▶ [Objective]: Gather every line in the records below that contains the word "smoke", and copy each one in full. The match is case-sensitive.

▶ [Records shown]:
****
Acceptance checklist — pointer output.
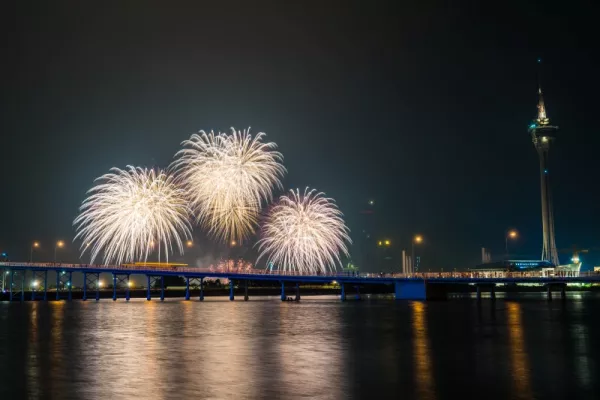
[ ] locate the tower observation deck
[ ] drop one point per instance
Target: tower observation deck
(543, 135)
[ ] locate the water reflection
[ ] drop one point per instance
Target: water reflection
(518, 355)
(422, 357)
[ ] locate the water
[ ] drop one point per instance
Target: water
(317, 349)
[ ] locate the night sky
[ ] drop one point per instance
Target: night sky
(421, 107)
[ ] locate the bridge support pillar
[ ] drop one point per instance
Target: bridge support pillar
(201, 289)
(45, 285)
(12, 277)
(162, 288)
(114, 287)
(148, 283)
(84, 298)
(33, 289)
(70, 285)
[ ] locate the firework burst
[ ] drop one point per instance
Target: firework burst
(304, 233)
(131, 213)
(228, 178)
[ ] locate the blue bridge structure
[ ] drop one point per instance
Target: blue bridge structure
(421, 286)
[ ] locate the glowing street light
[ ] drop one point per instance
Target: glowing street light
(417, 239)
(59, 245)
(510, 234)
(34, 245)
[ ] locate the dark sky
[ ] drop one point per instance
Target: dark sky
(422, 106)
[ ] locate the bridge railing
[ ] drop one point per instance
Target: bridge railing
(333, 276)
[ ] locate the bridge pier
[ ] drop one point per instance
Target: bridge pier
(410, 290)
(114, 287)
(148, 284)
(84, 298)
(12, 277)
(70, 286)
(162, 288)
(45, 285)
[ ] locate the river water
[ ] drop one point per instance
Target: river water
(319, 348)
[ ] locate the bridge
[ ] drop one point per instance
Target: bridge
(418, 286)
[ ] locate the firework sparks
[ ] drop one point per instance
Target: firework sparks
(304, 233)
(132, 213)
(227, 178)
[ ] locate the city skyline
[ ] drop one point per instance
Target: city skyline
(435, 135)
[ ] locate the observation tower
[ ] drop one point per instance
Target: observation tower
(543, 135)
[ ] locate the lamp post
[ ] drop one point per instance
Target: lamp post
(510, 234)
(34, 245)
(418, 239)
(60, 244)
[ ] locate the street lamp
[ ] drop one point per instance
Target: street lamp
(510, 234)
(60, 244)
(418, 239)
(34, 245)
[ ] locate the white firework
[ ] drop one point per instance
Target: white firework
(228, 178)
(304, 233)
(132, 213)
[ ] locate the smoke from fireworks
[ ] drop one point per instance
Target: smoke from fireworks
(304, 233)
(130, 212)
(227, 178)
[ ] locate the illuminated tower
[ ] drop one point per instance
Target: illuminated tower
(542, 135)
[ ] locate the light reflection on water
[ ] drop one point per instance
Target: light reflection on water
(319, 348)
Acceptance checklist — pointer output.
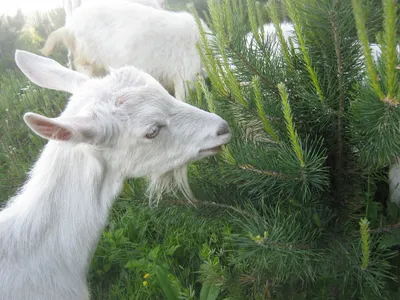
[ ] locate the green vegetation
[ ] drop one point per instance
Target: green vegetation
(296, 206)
****
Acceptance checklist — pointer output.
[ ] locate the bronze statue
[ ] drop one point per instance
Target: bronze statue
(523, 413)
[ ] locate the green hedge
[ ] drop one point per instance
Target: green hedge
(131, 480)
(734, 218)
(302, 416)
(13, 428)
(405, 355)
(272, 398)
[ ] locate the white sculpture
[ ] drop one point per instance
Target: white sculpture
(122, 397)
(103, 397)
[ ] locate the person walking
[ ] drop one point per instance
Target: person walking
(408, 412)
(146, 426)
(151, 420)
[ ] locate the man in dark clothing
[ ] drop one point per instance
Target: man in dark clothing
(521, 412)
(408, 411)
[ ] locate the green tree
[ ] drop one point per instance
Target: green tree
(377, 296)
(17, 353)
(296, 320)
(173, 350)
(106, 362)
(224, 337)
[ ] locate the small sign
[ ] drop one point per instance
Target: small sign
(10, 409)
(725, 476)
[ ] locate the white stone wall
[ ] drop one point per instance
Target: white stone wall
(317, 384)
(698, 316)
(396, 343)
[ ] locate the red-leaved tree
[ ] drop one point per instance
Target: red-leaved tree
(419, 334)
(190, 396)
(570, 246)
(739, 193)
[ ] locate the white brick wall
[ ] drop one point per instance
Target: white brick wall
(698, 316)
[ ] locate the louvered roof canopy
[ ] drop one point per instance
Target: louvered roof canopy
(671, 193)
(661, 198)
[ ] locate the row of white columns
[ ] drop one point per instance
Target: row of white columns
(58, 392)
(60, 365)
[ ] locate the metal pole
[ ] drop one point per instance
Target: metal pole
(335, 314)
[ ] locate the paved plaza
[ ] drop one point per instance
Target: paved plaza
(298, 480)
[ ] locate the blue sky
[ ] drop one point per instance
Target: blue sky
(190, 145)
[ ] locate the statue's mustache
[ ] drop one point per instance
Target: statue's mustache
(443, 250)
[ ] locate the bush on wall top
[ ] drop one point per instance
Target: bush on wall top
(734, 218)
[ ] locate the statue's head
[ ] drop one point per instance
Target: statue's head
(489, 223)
****
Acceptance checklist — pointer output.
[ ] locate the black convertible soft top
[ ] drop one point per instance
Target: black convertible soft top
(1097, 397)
****
▶ [Answer]:
[ ] locate the smoke from fireworks
Target: smoke from fireworks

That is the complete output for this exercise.